■ What to work on
Select and copy each line of the entries below that contains the string "handle". Matching is case-sensitive.

■ Record extracts
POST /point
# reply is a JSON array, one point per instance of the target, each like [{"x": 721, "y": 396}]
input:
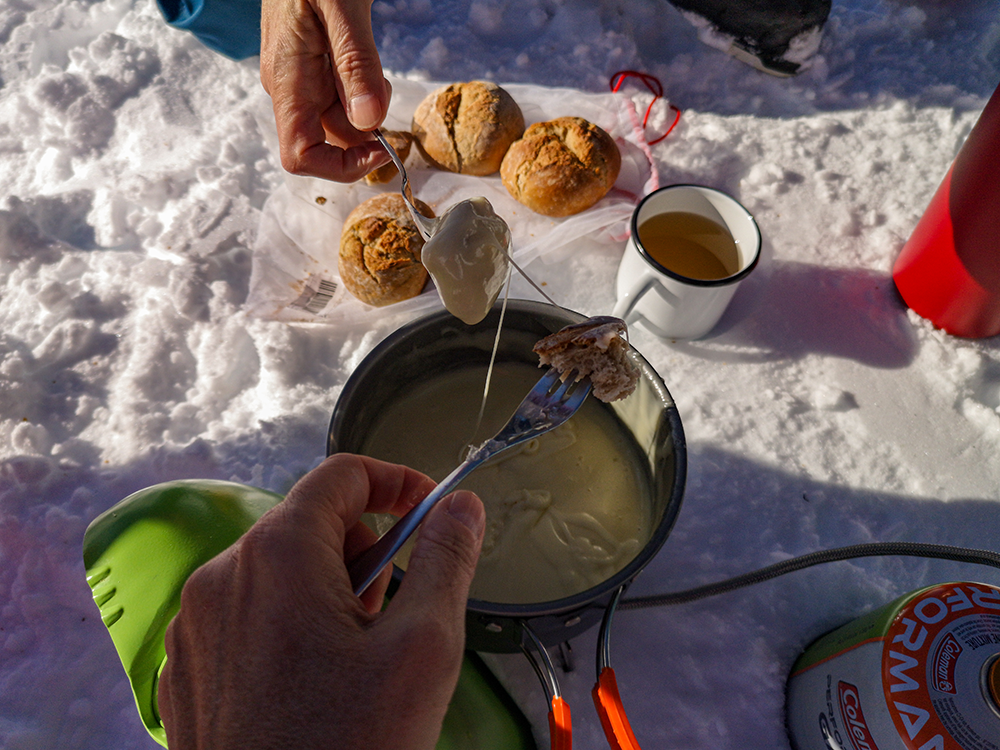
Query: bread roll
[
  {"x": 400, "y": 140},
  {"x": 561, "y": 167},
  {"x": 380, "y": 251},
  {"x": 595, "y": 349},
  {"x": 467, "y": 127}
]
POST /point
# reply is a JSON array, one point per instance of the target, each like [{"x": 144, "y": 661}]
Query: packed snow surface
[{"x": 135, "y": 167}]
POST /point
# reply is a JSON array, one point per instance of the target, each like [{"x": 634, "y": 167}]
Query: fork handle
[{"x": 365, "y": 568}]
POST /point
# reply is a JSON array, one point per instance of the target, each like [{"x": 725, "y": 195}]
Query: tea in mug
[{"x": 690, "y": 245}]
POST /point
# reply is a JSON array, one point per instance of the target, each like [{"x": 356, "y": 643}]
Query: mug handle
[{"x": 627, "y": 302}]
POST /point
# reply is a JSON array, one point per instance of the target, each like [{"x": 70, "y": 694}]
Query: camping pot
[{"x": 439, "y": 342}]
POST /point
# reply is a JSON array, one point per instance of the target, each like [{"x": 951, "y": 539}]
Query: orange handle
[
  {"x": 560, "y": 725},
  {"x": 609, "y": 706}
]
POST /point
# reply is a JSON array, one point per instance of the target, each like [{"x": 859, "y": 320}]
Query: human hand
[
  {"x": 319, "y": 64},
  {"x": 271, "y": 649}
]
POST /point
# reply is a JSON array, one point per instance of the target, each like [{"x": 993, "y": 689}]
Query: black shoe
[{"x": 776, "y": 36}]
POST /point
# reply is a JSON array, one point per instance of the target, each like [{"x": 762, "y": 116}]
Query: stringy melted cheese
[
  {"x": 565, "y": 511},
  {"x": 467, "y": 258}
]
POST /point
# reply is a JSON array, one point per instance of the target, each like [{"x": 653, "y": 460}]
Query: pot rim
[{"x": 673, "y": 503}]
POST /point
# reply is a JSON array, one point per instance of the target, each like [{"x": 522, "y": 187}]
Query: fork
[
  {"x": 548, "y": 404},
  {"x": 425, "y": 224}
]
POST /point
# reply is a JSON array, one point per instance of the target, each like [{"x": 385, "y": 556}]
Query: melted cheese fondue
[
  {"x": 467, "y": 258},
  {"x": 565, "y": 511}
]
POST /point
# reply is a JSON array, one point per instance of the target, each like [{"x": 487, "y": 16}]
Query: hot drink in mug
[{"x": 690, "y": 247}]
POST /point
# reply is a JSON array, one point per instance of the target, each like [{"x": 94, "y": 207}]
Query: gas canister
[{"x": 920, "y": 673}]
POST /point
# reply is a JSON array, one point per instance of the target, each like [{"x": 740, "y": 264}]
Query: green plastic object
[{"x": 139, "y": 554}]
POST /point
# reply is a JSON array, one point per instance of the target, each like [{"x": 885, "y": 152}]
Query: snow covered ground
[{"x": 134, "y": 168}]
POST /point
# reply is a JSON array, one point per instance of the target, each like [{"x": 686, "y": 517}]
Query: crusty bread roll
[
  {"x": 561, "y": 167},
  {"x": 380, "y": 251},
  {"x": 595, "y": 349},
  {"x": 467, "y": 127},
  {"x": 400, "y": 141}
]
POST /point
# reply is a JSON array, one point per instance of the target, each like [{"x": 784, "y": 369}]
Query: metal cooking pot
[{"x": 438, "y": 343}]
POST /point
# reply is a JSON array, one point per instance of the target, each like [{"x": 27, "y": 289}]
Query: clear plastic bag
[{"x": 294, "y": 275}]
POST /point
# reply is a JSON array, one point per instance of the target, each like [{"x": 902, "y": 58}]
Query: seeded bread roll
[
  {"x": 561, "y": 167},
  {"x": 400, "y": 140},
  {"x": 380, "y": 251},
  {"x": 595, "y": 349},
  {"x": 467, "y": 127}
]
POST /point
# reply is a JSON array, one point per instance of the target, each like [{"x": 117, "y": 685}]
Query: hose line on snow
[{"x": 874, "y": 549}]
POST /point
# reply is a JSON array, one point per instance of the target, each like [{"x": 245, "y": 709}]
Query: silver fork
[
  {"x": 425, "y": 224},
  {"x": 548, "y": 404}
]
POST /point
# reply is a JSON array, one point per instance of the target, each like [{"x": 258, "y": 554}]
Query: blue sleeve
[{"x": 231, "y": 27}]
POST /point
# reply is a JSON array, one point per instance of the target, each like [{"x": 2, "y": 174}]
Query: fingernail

--

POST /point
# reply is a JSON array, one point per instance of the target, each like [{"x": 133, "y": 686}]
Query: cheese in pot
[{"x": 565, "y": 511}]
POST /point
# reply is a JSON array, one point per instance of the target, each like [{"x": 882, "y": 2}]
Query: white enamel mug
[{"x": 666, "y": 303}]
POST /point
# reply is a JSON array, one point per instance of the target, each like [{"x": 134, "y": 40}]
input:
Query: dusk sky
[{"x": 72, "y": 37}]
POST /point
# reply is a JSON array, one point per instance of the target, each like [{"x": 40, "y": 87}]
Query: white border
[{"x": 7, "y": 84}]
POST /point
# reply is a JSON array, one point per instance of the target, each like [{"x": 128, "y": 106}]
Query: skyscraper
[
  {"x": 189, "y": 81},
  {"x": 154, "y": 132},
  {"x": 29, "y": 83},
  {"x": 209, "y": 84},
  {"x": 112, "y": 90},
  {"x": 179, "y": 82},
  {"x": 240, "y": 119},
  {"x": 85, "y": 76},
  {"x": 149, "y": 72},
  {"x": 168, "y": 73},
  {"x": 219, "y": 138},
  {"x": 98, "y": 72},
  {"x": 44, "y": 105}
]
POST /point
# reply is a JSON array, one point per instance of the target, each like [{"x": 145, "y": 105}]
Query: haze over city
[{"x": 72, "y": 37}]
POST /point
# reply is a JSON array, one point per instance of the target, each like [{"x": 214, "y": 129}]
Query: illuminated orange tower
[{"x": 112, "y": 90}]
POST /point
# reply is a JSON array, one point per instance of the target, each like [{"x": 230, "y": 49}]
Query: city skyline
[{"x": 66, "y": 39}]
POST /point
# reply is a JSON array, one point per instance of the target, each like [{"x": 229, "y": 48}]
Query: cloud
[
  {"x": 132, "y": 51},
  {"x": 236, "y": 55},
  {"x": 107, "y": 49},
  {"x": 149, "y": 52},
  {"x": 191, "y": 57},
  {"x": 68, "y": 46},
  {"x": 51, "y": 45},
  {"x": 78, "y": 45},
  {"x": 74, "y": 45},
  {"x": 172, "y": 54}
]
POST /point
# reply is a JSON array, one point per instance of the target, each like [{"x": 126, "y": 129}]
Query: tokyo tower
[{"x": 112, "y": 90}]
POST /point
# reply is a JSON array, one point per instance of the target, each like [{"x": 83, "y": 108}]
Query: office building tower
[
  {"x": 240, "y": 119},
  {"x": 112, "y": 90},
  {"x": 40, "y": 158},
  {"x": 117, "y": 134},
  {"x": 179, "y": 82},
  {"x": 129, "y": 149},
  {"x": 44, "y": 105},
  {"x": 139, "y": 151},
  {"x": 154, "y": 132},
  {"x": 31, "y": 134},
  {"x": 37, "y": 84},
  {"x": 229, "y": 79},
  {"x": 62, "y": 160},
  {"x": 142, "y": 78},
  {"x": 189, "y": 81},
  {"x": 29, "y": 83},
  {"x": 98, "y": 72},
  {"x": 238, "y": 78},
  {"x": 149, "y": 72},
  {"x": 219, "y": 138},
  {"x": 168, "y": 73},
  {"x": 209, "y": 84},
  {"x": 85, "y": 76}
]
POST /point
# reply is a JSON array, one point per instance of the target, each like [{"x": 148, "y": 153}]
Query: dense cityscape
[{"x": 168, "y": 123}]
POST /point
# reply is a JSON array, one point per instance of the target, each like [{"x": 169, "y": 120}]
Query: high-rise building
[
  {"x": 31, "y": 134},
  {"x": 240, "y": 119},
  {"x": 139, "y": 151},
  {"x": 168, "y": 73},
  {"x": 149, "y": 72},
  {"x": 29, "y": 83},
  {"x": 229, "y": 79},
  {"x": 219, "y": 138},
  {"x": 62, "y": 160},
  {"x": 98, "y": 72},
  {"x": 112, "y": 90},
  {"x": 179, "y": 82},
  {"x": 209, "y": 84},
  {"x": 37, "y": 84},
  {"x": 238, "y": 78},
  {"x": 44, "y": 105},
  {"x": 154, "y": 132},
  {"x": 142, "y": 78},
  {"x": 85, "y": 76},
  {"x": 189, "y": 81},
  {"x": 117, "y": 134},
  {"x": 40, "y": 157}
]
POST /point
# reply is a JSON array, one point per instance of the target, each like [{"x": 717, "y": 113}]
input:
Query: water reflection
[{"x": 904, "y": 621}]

■ Answer below
Query: fork handle
Query: mug handle
Query: orange handle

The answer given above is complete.